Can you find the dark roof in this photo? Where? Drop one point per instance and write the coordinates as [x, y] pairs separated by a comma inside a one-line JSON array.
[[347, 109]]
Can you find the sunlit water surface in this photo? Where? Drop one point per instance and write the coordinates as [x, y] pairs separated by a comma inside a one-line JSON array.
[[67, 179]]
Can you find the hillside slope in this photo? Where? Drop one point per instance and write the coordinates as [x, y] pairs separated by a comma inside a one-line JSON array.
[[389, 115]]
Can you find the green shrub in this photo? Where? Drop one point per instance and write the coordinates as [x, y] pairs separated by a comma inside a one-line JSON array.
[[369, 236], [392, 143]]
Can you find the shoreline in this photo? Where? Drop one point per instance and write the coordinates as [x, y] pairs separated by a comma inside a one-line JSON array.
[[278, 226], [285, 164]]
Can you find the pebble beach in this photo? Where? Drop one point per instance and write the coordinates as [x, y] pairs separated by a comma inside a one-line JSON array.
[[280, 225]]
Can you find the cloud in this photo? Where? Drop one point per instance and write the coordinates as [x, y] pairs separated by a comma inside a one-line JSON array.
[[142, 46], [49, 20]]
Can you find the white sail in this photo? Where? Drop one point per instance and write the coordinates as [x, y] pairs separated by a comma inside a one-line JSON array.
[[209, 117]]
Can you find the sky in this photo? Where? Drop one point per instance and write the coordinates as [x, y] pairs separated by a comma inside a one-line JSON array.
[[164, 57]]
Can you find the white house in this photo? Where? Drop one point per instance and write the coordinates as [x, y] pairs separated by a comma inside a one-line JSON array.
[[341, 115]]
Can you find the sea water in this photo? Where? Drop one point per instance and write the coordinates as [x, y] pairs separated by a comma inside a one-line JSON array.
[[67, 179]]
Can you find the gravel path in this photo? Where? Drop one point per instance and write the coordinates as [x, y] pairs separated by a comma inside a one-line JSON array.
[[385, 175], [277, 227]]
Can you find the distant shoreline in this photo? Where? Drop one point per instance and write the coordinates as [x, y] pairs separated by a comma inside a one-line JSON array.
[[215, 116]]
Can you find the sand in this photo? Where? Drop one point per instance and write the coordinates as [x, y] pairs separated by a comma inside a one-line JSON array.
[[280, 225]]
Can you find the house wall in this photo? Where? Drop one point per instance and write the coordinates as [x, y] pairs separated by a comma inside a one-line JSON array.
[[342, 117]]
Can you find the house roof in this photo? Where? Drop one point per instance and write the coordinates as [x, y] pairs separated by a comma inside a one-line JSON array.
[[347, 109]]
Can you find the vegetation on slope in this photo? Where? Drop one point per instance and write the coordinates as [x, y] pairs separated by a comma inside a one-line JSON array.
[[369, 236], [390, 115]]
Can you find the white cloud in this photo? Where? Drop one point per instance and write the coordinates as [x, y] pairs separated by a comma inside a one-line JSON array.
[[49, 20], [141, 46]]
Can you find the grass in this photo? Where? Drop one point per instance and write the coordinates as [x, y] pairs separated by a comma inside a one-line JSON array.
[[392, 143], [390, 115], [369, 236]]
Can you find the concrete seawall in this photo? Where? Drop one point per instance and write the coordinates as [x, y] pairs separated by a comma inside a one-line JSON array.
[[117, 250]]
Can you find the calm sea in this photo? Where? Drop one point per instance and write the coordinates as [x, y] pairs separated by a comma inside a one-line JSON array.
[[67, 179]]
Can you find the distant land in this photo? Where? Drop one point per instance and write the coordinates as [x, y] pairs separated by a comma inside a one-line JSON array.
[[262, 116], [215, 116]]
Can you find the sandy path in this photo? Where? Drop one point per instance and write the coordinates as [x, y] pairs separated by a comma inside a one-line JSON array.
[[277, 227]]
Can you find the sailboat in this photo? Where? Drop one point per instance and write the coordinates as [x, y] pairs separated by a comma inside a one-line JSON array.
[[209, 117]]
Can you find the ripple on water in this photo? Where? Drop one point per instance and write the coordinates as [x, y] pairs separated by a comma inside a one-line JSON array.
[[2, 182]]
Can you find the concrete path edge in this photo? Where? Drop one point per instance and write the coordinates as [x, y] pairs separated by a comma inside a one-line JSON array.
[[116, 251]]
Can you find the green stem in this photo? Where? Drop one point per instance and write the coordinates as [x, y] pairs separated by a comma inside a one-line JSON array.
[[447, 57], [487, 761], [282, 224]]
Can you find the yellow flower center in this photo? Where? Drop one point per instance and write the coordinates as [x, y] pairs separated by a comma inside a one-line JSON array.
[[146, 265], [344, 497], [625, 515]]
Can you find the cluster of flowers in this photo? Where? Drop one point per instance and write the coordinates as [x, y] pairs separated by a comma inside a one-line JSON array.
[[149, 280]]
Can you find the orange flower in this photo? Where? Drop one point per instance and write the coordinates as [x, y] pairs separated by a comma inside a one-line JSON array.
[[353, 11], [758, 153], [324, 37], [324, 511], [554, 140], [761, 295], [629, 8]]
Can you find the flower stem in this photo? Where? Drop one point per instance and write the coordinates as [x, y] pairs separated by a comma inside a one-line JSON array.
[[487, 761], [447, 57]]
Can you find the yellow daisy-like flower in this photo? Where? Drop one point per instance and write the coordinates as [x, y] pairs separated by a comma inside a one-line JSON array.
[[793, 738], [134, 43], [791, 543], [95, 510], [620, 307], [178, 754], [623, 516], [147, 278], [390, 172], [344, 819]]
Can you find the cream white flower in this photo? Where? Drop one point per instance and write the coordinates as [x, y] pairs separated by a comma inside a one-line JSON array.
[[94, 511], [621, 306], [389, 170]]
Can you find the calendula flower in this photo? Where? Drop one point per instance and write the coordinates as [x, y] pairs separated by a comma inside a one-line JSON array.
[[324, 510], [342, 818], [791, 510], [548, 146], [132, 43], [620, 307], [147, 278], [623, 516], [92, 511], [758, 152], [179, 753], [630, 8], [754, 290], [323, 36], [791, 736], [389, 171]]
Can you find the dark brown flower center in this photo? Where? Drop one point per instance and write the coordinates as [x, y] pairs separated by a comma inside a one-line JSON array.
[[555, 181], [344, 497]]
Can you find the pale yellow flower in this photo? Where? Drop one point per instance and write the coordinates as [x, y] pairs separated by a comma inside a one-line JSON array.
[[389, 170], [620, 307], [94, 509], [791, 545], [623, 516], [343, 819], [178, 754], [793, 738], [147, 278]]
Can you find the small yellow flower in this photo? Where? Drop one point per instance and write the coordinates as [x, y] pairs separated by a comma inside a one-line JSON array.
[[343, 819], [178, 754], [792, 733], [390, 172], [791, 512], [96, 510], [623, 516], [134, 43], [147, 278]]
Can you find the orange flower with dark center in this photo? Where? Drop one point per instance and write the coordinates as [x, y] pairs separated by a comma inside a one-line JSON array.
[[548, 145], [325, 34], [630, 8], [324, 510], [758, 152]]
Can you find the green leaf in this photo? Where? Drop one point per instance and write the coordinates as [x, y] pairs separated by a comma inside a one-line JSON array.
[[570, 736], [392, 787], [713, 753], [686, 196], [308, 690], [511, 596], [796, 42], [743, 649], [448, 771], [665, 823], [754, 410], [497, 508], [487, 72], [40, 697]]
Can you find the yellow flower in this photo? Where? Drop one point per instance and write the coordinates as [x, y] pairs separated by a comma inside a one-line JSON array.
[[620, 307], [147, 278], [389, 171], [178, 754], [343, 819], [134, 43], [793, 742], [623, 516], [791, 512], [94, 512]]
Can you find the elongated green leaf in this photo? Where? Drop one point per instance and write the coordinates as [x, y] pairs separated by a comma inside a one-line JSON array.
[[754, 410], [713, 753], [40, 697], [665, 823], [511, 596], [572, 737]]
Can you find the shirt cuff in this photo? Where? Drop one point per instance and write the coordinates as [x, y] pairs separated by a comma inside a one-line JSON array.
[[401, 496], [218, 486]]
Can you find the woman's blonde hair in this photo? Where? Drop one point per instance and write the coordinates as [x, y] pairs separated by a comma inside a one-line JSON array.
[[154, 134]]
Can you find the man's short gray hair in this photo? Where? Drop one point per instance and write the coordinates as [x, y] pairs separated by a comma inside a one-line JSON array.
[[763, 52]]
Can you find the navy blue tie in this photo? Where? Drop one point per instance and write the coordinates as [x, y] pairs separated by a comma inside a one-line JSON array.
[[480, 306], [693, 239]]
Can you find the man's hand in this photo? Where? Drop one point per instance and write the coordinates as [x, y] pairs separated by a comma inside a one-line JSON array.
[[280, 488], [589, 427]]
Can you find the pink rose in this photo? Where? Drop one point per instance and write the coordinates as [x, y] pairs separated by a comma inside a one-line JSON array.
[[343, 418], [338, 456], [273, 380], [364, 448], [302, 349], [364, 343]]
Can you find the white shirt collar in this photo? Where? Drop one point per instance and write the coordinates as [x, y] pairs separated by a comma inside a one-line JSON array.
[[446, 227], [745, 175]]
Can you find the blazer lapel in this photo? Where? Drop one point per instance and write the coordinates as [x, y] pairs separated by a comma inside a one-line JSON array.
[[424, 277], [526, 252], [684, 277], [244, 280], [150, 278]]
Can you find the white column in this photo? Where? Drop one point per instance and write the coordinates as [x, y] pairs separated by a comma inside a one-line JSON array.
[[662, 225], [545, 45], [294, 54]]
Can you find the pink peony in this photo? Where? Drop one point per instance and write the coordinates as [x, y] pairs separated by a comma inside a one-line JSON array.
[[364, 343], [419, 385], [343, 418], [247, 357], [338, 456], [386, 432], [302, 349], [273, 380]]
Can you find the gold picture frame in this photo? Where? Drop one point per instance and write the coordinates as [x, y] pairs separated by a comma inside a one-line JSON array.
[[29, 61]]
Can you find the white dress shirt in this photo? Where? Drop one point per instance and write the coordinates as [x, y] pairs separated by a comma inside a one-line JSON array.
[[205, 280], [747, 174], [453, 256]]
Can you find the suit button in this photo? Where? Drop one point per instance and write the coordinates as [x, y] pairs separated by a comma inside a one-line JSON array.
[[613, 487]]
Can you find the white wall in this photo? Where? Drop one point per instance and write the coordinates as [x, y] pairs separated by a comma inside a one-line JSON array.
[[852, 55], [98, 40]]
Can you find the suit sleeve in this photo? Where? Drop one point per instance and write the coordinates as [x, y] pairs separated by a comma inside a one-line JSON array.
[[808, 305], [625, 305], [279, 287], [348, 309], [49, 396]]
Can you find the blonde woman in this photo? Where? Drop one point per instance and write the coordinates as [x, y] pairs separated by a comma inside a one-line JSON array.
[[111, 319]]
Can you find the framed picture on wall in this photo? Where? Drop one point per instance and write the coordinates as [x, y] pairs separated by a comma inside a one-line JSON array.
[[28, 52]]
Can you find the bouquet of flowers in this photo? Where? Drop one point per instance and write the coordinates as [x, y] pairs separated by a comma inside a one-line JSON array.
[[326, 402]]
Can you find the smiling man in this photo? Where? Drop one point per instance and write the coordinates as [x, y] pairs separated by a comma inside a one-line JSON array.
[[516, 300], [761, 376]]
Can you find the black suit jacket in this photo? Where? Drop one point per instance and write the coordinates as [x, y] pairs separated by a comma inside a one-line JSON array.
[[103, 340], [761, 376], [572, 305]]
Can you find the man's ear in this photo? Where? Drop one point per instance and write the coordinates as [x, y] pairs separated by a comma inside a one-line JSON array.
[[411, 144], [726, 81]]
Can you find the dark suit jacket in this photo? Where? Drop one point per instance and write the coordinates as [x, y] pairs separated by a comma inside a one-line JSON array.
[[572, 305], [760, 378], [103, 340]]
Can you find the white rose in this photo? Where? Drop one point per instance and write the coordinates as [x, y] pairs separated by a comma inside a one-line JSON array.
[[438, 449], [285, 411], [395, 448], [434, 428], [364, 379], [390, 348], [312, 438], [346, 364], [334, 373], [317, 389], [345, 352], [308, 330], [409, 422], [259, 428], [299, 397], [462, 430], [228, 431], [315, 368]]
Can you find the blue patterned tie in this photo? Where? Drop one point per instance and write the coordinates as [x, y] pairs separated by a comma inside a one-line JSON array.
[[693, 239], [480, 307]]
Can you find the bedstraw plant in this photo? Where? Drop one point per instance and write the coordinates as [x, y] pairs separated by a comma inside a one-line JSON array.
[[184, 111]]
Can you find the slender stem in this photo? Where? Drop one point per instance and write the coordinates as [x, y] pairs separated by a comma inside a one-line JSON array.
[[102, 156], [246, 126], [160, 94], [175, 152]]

--*--

> _Problem to work on_:
Go to the line in the listing above that has "Can you find the slender" in it. Set down that line and each one after it, exactly.

> _Task answer_:
Can you find the slender stem in this photo? Where? Drop one point per instance and write the coordinates as [x, y] pairs separated by a comma inside a one-line JSON array.
[[102, 156], [246, 126], [160, 94], [175, 152]]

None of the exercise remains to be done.